**Texte fourni**
◆ ◆ ◆ ◆ ◆

# Jeux vidéo > Jeux vidéo (Discussions générales) > Le coin des développeurs >  Evil Bunnies - Plateforme 2D avec éditeur de niveaux en HTML5

## GdabZ

Hello les canards !

Il y a 5 ans, je vous ai fait tester ceci :
http://www.canardpc.com/news-33831-p...le_a_bloc.html

Entre temps, le trou noir !  ::|: 

Trois déménagements et un début de vie pro plus tard, je vous livre en avant-première ceci :
http://www.evilbuniz.com/

Vous êtes les premiers à y jouer !  :;): 

Il n'y a à l'heure où je vous parle qu'un unique niveau, mais un éditeur est disponible. Je ne suis pas certain d'avoir rendu le truc compréhensible mais en gros il faut :
se créer un comptesauver son niveau via "save level"puis publier son niveau via "manage levels"

Un niveau non publié est jouable en mode test dans la catégorie "Own". Un niveau publié devient accessible a tous et les gens peuvent alors le noter et scorer. Toute modification sur un niveau publié annule ses scores et notes.

J'espère que ça vous plaira ! J'ai testé le jeu principalement sous Chrome, il y aura forcément des bugs, je suis à l'écoute de vos remarques et questions !

J'ai passé les 8 derniers mois, soirs et weekends, à coder ça, faire les musiques et les anims, et c'était une bonne période mais je suis content d'avoir terminé ! A terme je ferai un git avec les sources du bidule.

Bonne soirée !

Edit: le jeu se sert de WebGL donc c'est desktop only !

----------


## Poussin Joyeux

Bravo! Très sympa! Essayé vite fait mais ça fait "pro" comme jeu  ::):  Et j'aime bien les changements de "gravité", les effets de flou/ivresse et les graphismes (avec en bonus  la terre qui tourne derrière!).

◆ ◆ ◆ ◆ ◆

**Données présentées**
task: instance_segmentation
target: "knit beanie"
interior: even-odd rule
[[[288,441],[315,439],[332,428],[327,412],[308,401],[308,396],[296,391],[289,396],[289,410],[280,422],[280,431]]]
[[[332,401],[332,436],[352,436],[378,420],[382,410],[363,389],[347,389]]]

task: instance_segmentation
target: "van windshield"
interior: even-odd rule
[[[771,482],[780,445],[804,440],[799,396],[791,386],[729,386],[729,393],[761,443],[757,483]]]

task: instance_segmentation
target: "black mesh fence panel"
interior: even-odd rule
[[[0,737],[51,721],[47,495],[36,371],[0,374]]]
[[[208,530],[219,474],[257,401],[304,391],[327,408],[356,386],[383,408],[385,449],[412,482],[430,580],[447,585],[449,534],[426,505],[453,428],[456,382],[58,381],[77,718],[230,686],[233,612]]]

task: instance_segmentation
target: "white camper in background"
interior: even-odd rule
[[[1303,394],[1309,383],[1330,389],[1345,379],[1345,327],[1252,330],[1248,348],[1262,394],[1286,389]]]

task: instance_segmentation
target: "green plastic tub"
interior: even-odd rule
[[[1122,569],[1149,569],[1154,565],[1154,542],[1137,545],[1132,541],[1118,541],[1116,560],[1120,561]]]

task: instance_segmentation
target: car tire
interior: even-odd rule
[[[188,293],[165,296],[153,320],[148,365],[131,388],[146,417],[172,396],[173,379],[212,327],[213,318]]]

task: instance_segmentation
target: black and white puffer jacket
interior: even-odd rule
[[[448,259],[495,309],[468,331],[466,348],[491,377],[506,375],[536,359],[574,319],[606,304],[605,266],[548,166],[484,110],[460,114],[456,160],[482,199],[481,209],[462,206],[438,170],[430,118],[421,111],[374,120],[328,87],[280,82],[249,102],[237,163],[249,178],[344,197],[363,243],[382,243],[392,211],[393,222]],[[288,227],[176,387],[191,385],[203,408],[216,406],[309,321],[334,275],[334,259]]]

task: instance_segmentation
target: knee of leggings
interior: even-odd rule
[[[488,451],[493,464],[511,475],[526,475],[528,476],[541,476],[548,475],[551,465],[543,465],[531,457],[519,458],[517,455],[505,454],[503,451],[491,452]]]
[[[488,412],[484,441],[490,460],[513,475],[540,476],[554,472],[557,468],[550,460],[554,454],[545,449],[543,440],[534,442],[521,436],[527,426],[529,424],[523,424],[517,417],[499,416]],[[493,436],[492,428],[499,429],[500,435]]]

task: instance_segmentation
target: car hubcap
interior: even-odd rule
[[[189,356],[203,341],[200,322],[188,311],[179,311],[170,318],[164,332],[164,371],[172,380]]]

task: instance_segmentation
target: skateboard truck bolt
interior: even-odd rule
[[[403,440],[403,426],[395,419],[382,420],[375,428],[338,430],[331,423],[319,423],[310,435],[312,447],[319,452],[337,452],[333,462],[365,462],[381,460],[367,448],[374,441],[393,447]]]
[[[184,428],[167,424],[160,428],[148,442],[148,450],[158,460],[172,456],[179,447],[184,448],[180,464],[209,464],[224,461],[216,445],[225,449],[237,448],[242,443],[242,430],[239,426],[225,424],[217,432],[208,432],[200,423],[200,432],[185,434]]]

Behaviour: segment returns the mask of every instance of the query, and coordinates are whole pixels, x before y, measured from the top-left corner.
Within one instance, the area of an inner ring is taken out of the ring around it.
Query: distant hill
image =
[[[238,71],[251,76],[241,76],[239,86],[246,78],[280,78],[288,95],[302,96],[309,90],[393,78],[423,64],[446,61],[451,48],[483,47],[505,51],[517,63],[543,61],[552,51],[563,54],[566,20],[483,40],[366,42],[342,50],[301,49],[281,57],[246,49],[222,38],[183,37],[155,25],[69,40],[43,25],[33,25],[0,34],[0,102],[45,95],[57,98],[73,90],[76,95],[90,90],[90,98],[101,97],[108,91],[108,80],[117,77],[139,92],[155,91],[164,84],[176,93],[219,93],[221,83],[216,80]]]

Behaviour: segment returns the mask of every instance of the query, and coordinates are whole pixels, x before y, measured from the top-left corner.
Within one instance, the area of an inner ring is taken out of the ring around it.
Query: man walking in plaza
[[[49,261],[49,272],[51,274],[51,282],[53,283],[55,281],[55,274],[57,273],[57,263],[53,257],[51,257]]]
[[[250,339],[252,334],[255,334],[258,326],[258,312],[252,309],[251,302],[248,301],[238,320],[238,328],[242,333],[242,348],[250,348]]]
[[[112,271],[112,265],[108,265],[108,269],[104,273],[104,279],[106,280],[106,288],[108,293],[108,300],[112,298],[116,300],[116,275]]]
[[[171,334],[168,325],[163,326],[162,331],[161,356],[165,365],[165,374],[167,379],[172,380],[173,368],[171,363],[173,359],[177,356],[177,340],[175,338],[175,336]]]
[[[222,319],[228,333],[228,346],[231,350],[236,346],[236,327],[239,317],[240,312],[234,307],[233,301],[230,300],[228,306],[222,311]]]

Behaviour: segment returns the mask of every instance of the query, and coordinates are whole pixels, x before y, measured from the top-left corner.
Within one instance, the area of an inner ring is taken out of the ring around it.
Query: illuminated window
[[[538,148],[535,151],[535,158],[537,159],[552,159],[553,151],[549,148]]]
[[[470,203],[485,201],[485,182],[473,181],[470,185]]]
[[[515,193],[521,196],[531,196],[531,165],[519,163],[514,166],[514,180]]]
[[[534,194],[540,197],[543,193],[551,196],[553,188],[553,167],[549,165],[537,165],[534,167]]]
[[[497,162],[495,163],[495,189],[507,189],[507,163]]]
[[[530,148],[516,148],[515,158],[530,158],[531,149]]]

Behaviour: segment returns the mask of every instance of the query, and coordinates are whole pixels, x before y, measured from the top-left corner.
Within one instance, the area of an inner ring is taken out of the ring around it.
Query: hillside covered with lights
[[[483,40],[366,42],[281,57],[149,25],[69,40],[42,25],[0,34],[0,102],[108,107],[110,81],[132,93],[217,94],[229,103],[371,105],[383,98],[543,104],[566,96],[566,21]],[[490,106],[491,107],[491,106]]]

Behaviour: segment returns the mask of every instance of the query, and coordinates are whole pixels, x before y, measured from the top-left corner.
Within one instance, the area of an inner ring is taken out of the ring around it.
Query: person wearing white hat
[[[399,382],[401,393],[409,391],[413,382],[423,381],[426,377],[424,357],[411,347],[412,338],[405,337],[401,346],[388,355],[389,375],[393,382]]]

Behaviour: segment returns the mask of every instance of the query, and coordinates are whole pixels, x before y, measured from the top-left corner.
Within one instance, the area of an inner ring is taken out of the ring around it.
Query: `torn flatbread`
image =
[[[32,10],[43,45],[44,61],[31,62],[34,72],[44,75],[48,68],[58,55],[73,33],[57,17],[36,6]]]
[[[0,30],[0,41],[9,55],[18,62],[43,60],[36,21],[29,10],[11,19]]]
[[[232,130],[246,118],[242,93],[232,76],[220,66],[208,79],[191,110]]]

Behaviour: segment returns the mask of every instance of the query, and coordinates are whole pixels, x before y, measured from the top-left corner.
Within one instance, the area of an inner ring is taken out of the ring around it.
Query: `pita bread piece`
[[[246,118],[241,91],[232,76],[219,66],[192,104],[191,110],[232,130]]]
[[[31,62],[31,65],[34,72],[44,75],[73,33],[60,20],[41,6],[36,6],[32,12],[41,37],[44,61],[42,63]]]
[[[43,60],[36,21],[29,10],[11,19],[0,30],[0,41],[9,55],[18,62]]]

◆ ◆ ◆ ◆ ◆

**Consigne 1**
Dans le fil sur Evil Bunnies, quelle technologie utilisée par le jeu le réserve aux ordinateurs de bureau ?
**Consigne 2**
Recopiez le passage du fil sur Evil Bunnies compris entre « Entre temps, le » et « scores et notes. », bornes incluses.
**Consigne 3**
Poursuivez le fil sur Evil Bunnies à partir de l'endroit où il s'arrête.
Les enregistrements n'interviennent pas dans ce travail.

**Résultat final 1**
WebGL.

**Résultat final 2**
Entre temps, le trou noir !  ::|: 

Trois déménagements et un début de vie pro plus tard, je vous livre en avant-première ceci :
http://www.evilbuniz.com/

Vous êtes les premiers à y jouer !  :;): 

Il n'y a à l'heure où je vous parle qu'un unique niveau, mais un éditeur est disponible. Je ne suis pas certain d'avoir rendu le truc compréhensible mais en gros il faut :
se créer un comptesauver son niveau via "save level"puis publier son niveau via "manage levels"

Un niveau non publié est jouable en mode test dans la catégorie "Own". Un niveau publié devient accessible a tous et les gens peuvent alors le noter et scorer. Toute modification sur un niveau publié annule ses scores et notes.

**Résultat final 3**
Par contre, trop dur pour moi... Et le game over apparait bien vite! 
J'aimerais bien avoir un pistolet laser pour exterminer ces lapins plutôt que de leur sauter dessus  ::P: 
Sinon pas de bug rencontré pour l'instant et j'étais sous Chrome.

----------


## GdabZ

Merci pour ton commentaire !

Le niveau que j'ai fait est un poil tendu ouais. Mais il est possible de reprendre de la vie sur le bloc de vie !  :;): 

Edit : la minimap est aussi là pour aider, notamment lorsque l'écran est flouté !

Il est possible de faire des niveaux vraiment plus grands, le moteur de collisions est plutot opti !

----------


## Fenrir

Yep bravo, c'est vraiment sympa et très pro ! Mais effectivement c'est hyper dur, on se fait violer par les lapins dans tous les sens ! Et après je ne suis pas trop fan de l'inertie du joueur, il y a trop de flottement et de glisse pour moi, mais c'est juste mon avis.

----------


## GdabZ

Essayez de créer des niveaux plus faciles  :;): 

Mais oui je vais un peu ajuster l'inertie qui est maousse à l'heure qu'il est !

Edit: Ca y'est j'ai baissé la vitesse des lapins et baissé l'inertie du perso au sol.

----------


## GdabZ

Update du jour : j'ai rendu l'éditeur plus accessible depuis le jeu, car lorsqu'on était pas loggé il était difficile de savoir qu'il y en avait un.

----------


## GdabZ

Update : j'ai amélioré la lisibilité des menus

A votre avis il manque quels types de blocs ? Je ferais bien un bloc tremplin par exemple.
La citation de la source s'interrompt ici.